• RECORDS PROVIDED:

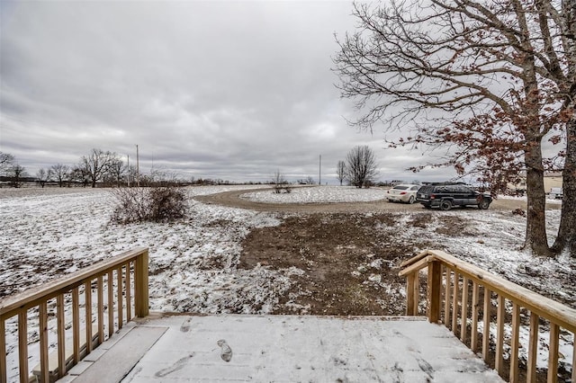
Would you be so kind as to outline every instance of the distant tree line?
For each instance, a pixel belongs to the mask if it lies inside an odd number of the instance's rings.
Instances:
[[[378,177],[378,164],[374,152],[365,145],[354,147],[345,161],[338,162],[336,175],[340,185],[344,181],[357,188],[374,185]]]
[[[16,158],[0,152],[0,186],[2,184],[18,188],[24,183],[37,183],[58,187],[83,186],[167,186],[167,185],[222,185],[234,183],[210,178],[184,180],[170,172],[154,169],[148,174],[139,174],[134,165],[128,165],[122,157],[111,151],[93,148],[82,156],[75,165],[55,164],[42,167],[36,174],[31,175]]]

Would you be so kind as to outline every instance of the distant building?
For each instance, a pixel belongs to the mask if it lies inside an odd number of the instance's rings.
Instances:
[[[562,188],[562,172],[546,172],[544,174],[544,191],[550,192],[552,188]]]

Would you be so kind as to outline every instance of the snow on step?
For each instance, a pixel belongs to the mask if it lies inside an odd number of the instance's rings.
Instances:
[[[167,330],[124,382],[502,381],[446,327],[425,320],[178,316],[142,326]]]

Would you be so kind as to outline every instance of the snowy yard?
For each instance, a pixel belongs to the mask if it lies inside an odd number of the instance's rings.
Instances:
[[[271,312],[290,288],[291,276],[304,272],[266,266],[246,270],[238,264],[242,239],[254,228],[280,225],[283,215],[203,204],[192,199],[247,188],[187,188],[190,209],[185,218],[126,226],[110,221],[114,197],[109,190],[0,189],[0,298],[122,251],[145,246],[150,250],[152,311]],[[302,203],[370,201],[382,196],[379,189],[314,187],[295,188],[289,194],[256,190],[243,198]],[[382,230],[395,230],[398,241],[418,238],[437,243],[439,248],[464,261],[576,307],[576,261],[568,255],[542,259],[519,251],[524,218],[496,209],[434,211],[425,227],[409,224],[423,213],[403,213],[397,226]],[[465,219],[467,226],[462,230],[472,235],[454,236],[443,230],[442,222],[436,218],[439,214]],[[546,218],[552,241],[560,210],[547,210]],[[385,281],[382,283],[385,285]],[[9,324],[6,327],[14,329]],[[568,363],[571,342],[571,337],[562,341],[561,351]]]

• TO DO:
Set each line of the records down exactly, leaving every picture out.

• OUTPUT:
Would you be so kind as to outline every instance of the distant tree line?
For each instance, a pixel belongs to the mask if it lies inside an odd number of the instance's rings.
Instances:
[[[378,177],[378,164],[374,152],[365,145],[354,147],[345,161],[338,162],[336,175],[340,185],[344,181],[357,188],[374,185]]]
[[[16,158],[0,152],[0,186],[2,184],[18,188],[24,183],[37,183],[58,187],[83,186],[167,186],[167,185],[222,185],[234,183],[210,178],[184,180],[170,172],[154,169],[148,174],[139,174],[134,165],[128,165],[122,157],[111,151],[93,148],[82,156],[75,165],[55,164],[42,167],[36,174],[31,175]]]

Would you be so kind as to outline every instance of the distant building?
For each instance, a pixel belongs to the mask if it lies inside an odd number of the instance's rings.
Instances:
[[[562,188],[562,172],[546,172],[544,174],[544,191],[550,192],[552,188]]]

Would you be so kind as to outline every instance of the snow on step?
For each instance, a pixel belongs to the mask if it lies inside an odd number of the instance's rings.
Instances:
[[[167,330],[124,382],[502,381],[446,327],[425,320],[178,316],[142,326]]]

Would you be so kind as to outline every instance of the snowy yard?
For each instance, a pixel belongs to the mask if it lies inside an odd number of the instance's rings.
Instances:
[[[271,312],[290,288],[291,276],[304,272],[266,266],[246,270],[238,264],[242,239],[254,228],[280,225],[283,215],[203,204],[192,199],[247,188],[187,188],[190,209],[185,218],[126,226],[110,221],[114,197],[109,190],[0,189],[0,298],[122,251],[145,246],[150,250],[152,311]],[[302,203],[370,201],[382,196],[379,189],[314,187],[295,188],[289,194],[256,190],[243,198]],[[382,230],[395,230],[398,241],[418,238],[437,243],[439,248],[464,261],[576,307],[576,261],[568,255],[542,259],[519,251],[524,218],[496,209],[434,211],[425,227],[409,224],[423,213],[403,213],[397,226]],[[465,219],[467,226],[462,230],[472,235],[454,236],[443,230],[442,222],[436,218],[439,214]],[[546,218],[552,241],[560,210],[547,210]],[[385,281],[382,283],[385,285]],[[9,324],[6,327],[14,329]],[[568,363],[571,342],[571,337],[562,341],[561,351]]]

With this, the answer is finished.